Alıştırma Koşulları:
1. Roger Hallam'ın konuşmasını aktaran metinde soru işaretiyle biten bütün cümleleri geçtikleri sırayla yazın.
2. Roger Hallam'ın konuşmasını aktaran metni son cümlesinin ardından alıp devam ettirin.

Verilen Metin:

^^^^^^^^^^^^^^^^

Aşağıda okuyacağınız metin “Yokoluş İsyanı” Aktivistlerinden Roger Hallam’ın Londra King’s College’daki Konuşmasından bazı kesitlerdir. Haber, Açık Radyo’dan Ülgen Semerci tarafından hazırlandı.
*
7 Kasım tarihinde Açık Gazete programında Roger Hallam’ın Londra King’s College’da korkusuzluk üzerine yaptığı 6 Kasım tarihli konuşmadan bahsetmiştik. “İklimsel Çöküş Zamanında Korkusuzluk” başlığını taşıyan konuşmanın odak noktasında insanların korku bariyerlerini aşarak iklim için harekete geçebilmelerini sağlamanın yöntemleri yer alıyordu.
Hallam’a göre birey kendini belirsizliğe ne kadar sık maruz bırakırsa cesaret gerektirdiğini düşündüğü adımları o kadar çok atabiliyor. İlk seferinde endişeleneceğimiz bir eylemi onuncu tekrarlayışımızda o eylem artık hayatımızın normalleşmiş bir parçası haline geliyor ve korku bariyerimizin seviyesi düşüyor.
Konuşmacının üzerinde durduğu bir başka konu: bedel/kazanç kavramları. Bedel nedir? Sevmediğimiz bir şey yaptığımızda bedel mi ödemiş oluruz? Veya faydasına inandığımız bir şeyi elde etmek doğrultusunda hareket ettiğimizde, edinilecek kazanç için bir bedel mi ödemiş oluruz?
Hallam’a göre maliyet ve kazanç temel değerler değildir ve iklim gibi hayati bir mesele için hareket ederken bir ölçü olarak alınmamalıdır. Bunu söylerken kastettiği, kişinin beklentilerini geride bırakıp, eylemi yapmak zorunda olduğuna inandığı şey uğruna hareket etmesi. Kapitalizmi yıkacak insanların derdi, kazanmak olmayacaktır; onların derdi, değerleri için mücadele etmenin gereğine inanan gerçek insanlar olmak.
Aktivizm, neoliberal bir düzende daha iyi bir dünya için ödenen bir bedel değil, kendini gerçekleştirmek için yaptığınız bir özveridir.
Hallam konuşmasında yaşadığı korkunç bir tecrübenin onu aylarca ele geçirmesinden ve kendini içinde bulduğu büyük depresyondan bahsediyor. Altı ay boyunca bu his ve düşüncelerin tutsağı olarak kaldıktan sonra denediği zihinsel bir stratejinin onu bu kötü halden çekip çıkarmasını “agency” (edim/eylemlilik) konusuyla ilişkilendiriyor: “Ben” kavramı atomistik, bölünemez bir kavram değildir; tek bir benlik yoktur. Dolayısıyla, kişi kendini bir şey yapmaya zorlayabilir. Hallam, bu kişisel deneyimi ile bir 16. Yüzyıl şiiri olan the “Dark Night of the Soul /Ruhun Karanlık Gecesi” üzerinden bir analoji kuruyor.

^^^^^^^^^^^^^^^^

Kaynak Veriler:
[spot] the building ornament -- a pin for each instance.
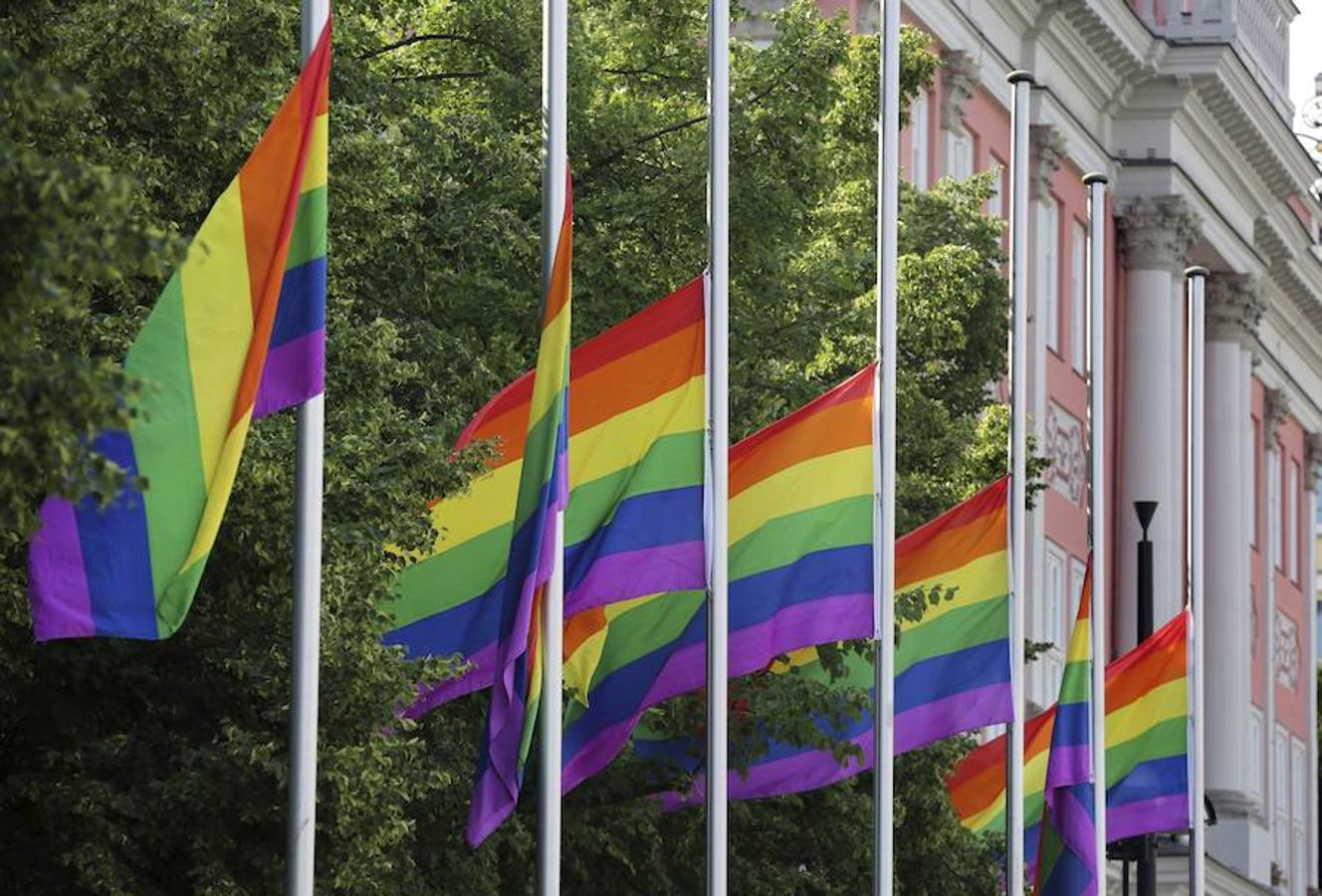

^^^^^^^^^^^^^^^^

Görev Yanıtları:
1.
Bedel nedir?
Sevmediğimiz bir şey yaptığımızda bedel mi ödemiş oluruz?
Veya faydasına inandığımız bir şeyi elde etmek doğrultusunda hareket ettiğimizde, edinilecek kazanç için bir bedel mi ödemiş oluruz?

2.
Roger Hallam’ın tahtaya çizdiği iki çizelgeden birincisinde alçaktan sürekli yükselen bir çizgi var, “hayat hep iyiye gitmeli” düşüncesini anlatan. İkinci çizelgede ise grafik biraz yükselmişken aniden büyük bir düşüşe geçiyor, sonra tekrar yükseliyor. Bu ikinci çizelge, çok kötü bir tecrübe ile cehenneme indikten sonra bu deneyimden daha kuvvetli ve sağlam olarak çıkan insanı simgeliyor. Hallam’a göre iklim değişikliği korkunç bir son olmak zorunda değil. Belki de iklim değişikliği kültürümüzün ruhunun karanlık gecesidir.
***
Konferansın soru – cevap kısmında “Rising Up!” hareketinin ne tür sivil itaatsizlik eylemleri gerçekleştirdiği konuşuluyor. Hallam, eylemler ve amaçları konusunda açık olmanın önemini vurguluyor. Hareketin amacı iklim politikalarının tartışılması için yasaları çiğneyerek bu konuya dikkat çekmek. Örneğin, belirli binaların ön cephelerini boyuyor veya camlarını kırıyorlar. Verdikleri zarar yüzünden hapse atıldıklarında oluşan ilgiyi kullanarak (bu noktada Türkiye’de işler böyle yürümüyor olabilir diyerek bir not düştüğünü belirtelim) iklim meselelerini konuşmak için bir platform elde etmiş oluyorlar. Burada bir çelişki kendisini gösteriyor: Devlet güçleri sizi durdurmak için hapse atıyor fakat bunu yaparken kamuoyunun dikkatini üzerinize çekmiş ve amaçladıkları susturma etkisiyle taban tabana zıt bir sonucu gerçekleştirmiş oluyor.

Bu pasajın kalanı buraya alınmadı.